> [EXERCISE 1]: Reproduce the passage of the UK economy commentary starting at "The cost of basics" and ending at "during an election.".
> [EXERCISE 2]: In the UK economy commentary, why has the expected 0.25 percent interest rate cut been delayed?

> [GIVEN TEXT]:
Thanks in no small part to Sunak resisting the threats of junior doctors and the railway unions, the cost of living crisis has abated, with the rate of inflation plunging from 11 per cent in November 2022 to just 2 per cent in June.
The Bank of England has, admittedly, played a vital part in controlling inflation. But it was essential for the government to tackle the public finances and play hardball with rapacious unions.
The cost of basics such as milk, eggs and rice is now actually declining. And that should ensure interest rates fall rapidly from the current 5.25 per cent, with an expected 0.25 per cent cut only delayed by the Bank of England convention of not making such moves during an election.
By this time next year, rates could have normalised at 3 per cent, making borrowing for businesses and home-owners far more affordable.
That will be a welcome boon for mortgage-holders, both those on variable rates and those on fixed-rates that are coming to an end.
Barclays is already anticipating events and has introduced what brokers describe as ‘sizzling’ lower fixes over two and five years.
Inflation and higher mortgage costs have been a drag on economic output.
Yet in the first quarter of this year, growth has rebounded nonetheless.
The PM avoided the inflationary wage-price spirals that blighted our economy in the 1970s, Alex Brummer writes. Pictured: Mr Sunak and Jeremy Hunt with Cabinet colleagues
Meanwhile, the Lloyds Bank ‘business barometer’ shows a resurgence of confidence in manufacturing. It reported ‘robust trading prospects’, with 55 per cent of businesses saying they are more confident than three months ago.
Equally as important, real pay (adjusted for inflation) is on the rise and should spark increased consumer spending, from 0.5 per cent this year to 2 per cent in 2025 and 2026.
Even without reforms to planning law – one of Labour’s ideas for boosting growth – output is strengthening. GDP should climb by at least one per cent this year if not more, 1.8 per cent next year and, barring shocks, should hit Reeves’s 2 per cent target by Labour’s second full year in office.
This growth will yield higher receipts for the Exchequer, and lower interest rates will slash the cost of servicing the national debt.
The ‘crashed’ economy, then, is on a clear recovery course which was set in motion by the Tories long before it seemed plausible that Labour could gain the keys to Downing Street. The danger now is that higher taxes, particularly those on wealth creation, could stymie the growth that Starmer and his team keep promising.
The key to higher living standards, faster growth and greater prosperity was recognised by Jeremy Hunt in his Autumn Statement in November 2023 and his subsequent Budget in March budget. It is to make work pay better by cutting National Insurance for employees and bringing some of Britain’s army of 9.4 million ‘economically inactive’ people back into the workforce.
Hunt also saw the opportunities presented by technology and artificial intelligence in the NHS, funding an extra £800 million investment, to help cut waiting lists.

> [MATERIAL SUPPLIED]:

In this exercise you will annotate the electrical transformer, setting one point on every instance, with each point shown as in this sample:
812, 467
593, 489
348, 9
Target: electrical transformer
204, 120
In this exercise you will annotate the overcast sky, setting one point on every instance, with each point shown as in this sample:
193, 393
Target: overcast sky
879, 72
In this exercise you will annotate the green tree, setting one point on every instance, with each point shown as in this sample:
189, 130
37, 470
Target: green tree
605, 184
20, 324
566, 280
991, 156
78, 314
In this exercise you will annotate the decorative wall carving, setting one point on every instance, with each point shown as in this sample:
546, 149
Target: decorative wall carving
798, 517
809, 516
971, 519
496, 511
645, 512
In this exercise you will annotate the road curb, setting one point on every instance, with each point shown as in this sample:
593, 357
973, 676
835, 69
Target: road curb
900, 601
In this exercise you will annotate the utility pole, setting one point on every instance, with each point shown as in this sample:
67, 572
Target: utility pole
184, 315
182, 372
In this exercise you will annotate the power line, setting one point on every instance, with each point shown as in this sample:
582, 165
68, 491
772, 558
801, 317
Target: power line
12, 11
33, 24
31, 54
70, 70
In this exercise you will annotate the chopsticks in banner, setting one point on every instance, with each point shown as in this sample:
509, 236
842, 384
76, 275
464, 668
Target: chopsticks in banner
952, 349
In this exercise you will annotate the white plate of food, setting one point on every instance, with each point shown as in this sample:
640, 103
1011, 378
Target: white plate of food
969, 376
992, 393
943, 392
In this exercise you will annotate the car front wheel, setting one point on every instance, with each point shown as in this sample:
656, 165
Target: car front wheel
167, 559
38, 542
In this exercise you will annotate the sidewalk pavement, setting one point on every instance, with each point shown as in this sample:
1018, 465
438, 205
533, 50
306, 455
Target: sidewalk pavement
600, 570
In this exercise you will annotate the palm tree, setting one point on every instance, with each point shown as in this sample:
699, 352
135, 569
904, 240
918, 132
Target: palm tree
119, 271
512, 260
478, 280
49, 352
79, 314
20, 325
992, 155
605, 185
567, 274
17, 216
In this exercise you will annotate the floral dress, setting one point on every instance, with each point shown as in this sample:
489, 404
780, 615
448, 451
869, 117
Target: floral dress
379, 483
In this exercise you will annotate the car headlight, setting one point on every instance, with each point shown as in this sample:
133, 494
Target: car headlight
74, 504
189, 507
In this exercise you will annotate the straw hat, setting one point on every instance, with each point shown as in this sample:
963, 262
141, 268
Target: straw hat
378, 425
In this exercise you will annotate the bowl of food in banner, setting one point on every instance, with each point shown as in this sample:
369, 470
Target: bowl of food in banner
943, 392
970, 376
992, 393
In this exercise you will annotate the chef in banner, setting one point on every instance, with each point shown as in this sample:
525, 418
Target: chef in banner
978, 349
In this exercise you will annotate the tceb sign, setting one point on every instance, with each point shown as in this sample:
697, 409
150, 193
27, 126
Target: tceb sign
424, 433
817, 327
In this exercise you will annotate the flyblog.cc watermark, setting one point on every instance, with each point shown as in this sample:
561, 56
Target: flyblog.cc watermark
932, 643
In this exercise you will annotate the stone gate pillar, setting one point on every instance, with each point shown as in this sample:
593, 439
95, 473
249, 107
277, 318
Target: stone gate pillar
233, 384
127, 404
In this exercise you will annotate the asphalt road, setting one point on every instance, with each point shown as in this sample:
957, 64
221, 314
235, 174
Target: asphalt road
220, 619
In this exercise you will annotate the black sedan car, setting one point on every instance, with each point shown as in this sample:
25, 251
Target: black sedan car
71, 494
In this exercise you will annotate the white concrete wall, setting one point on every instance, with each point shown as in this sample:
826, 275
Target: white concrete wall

> [ANSWER AREA 1]:
The cost of basics such as milk, eggs and rice is now actually declining. And that should ensure interest rates fall rapidly from the current 5.25 per cent, with an expected 0.25 per cent cut only delayed by the Bank of England convention of not making such moves during an election.

> [ANSWER AREA 2]: The cut has been delayed only by the Bank of England's convention of not making such moves during an election.